• _Wat wordt verwacht_: Neem in het fragment over de bezoekers uit de ruimte alles van "In het verre" tot en met "hun gedachtenkrachten vorm gegeven." opnieuw op, en vervang daarin "wezens" door "bezoekers".

• _Documentfragment_:
In het verre verleden hebben deze wezens onze planeet al eerder bezocht met hun ruimteschepen. Deze ruimteschepen hadden zij ook  met hun gedachtenkrachten vorm gegeven.

Bückel zei “Deze kennis van gedachtenkrachten hebben wij ook aan de bewoners van andere planeten doorgegeven. Het lijkt misschien toverkunst, maar niets is minder waar. Voor diverse mensen op jullie Aarde hebben wij in vroegere tijden zulke kleine wonderen gedaan. Jullie dachten toen dat wij tovenaars waren. In jullie ogen was dit misschien ook zo.”

“Met onze ruimteschepen zijn wij vele keren op jullie Aarde geland. De mensen dachten toen dat wij Goden waren en gingen ons aanbidden. Dat was niet goed. Wanneer wij jullie Aarde bezoeken dan hebben we onze basis onder het water. Dat is een zeer geschikte plek voor ons, want wij willen de mensheid niet bang maken.”

(Opgeslagen invoer)
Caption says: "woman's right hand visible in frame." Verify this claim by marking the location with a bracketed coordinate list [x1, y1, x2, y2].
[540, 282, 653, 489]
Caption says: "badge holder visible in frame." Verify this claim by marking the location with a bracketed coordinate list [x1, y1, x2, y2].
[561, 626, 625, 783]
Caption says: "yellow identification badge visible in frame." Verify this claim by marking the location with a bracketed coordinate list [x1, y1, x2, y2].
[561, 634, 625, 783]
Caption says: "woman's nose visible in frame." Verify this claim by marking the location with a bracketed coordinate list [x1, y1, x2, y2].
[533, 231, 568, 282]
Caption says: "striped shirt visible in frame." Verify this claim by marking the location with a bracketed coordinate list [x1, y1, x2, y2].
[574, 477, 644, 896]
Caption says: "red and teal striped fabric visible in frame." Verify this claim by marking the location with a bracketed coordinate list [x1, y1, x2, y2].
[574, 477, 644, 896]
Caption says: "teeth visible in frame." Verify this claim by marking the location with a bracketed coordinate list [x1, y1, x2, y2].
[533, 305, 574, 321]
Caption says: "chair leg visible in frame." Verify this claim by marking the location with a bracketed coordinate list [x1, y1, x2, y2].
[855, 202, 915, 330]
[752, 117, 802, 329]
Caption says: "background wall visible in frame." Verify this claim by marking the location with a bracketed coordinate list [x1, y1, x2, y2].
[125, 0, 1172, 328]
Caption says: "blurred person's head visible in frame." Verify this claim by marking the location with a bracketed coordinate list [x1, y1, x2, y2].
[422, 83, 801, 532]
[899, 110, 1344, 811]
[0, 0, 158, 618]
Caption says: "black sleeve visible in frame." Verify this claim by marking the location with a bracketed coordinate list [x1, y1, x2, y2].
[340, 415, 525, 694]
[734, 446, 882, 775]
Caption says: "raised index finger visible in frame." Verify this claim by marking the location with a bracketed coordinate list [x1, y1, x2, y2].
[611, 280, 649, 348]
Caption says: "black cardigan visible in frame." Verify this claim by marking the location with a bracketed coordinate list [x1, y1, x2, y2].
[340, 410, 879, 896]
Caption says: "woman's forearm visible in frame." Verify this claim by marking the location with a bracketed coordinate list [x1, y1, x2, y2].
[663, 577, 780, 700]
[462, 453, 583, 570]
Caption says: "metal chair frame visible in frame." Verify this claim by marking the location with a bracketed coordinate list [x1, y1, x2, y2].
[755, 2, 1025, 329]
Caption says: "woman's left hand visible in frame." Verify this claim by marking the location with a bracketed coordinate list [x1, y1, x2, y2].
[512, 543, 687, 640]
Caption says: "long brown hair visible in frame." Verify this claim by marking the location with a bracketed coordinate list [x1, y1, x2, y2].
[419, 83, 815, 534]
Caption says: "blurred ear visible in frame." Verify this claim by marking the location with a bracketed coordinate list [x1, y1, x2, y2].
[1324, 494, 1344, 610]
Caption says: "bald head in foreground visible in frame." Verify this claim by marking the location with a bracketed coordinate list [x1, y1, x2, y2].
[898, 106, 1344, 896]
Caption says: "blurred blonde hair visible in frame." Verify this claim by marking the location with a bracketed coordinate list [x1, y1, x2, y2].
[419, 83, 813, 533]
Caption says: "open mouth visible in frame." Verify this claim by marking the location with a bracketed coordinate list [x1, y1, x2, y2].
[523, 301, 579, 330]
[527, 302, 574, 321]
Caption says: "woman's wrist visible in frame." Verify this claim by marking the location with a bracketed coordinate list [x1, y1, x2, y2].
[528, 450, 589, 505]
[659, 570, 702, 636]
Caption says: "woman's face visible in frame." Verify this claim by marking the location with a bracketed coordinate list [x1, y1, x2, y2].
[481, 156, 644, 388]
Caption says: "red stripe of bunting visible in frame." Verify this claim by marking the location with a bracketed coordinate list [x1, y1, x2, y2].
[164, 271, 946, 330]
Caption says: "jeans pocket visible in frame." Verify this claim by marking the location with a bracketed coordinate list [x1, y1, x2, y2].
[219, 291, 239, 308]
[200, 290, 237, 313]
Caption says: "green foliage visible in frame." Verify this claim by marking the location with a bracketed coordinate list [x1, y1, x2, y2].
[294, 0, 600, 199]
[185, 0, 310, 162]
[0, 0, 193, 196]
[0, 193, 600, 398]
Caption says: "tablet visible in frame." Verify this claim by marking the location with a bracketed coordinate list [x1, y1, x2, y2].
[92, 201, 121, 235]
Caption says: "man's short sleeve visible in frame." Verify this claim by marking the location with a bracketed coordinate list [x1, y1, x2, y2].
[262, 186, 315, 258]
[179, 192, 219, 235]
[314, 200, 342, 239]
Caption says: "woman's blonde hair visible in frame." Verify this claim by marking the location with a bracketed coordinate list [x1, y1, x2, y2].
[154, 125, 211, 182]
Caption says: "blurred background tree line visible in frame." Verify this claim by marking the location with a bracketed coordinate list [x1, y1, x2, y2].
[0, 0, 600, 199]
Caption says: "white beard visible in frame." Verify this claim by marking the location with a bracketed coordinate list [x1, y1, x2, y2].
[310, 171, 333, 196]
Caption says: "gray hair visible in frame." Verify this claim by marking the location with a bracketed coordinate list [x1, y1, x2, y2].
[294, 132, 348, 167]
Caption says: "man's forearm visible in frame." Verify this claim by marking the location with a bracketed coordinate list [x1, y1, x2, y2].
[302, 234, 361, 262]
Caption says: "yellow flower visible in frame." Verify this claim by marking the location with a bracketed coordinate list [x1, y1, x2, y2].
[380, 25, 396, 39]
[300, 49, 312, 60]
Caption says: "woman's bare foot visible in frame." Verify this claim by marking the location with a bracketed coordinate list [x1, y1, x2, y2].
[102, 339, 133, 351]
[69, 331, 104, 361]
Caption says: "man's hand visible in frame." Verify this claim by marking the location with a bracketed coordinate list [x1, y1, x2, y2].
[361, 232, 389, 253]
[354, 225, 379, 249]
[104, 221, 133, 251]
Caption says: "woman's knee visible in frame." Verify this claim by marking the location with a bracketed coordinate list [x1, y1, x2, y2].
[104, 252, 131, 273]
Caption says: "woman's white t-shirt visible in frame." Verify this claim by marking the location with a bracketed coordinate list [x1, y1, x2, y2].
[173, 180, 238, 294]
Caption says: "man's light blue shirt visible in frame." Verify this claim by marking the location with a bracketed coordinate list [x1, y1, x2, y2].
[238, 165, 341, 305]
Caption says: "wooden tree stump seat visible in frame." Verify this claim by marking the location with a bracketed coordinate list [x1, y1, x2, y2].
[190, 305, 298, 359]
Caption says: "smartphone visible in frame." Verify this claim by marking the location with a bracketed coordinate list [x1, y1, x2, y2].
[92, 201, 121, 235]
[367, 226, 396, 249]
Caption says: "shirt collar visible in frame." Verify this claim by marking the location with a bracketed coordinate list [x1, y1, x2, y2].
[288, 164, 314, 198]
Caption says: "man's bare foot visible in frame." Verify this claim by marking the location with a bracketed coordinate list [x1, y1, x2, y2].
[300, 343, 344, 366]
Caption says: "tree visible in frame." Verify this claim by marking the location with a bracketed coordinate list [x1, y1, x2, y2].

• _Antwoordvak_:
In het verre verleden hebben deze bezoekers onze planeet al eerder bezocht met hun ruimteschepen. Deze ruimteschepen hadden zij ook  met hun gedachtenkrachten vorm gegeven.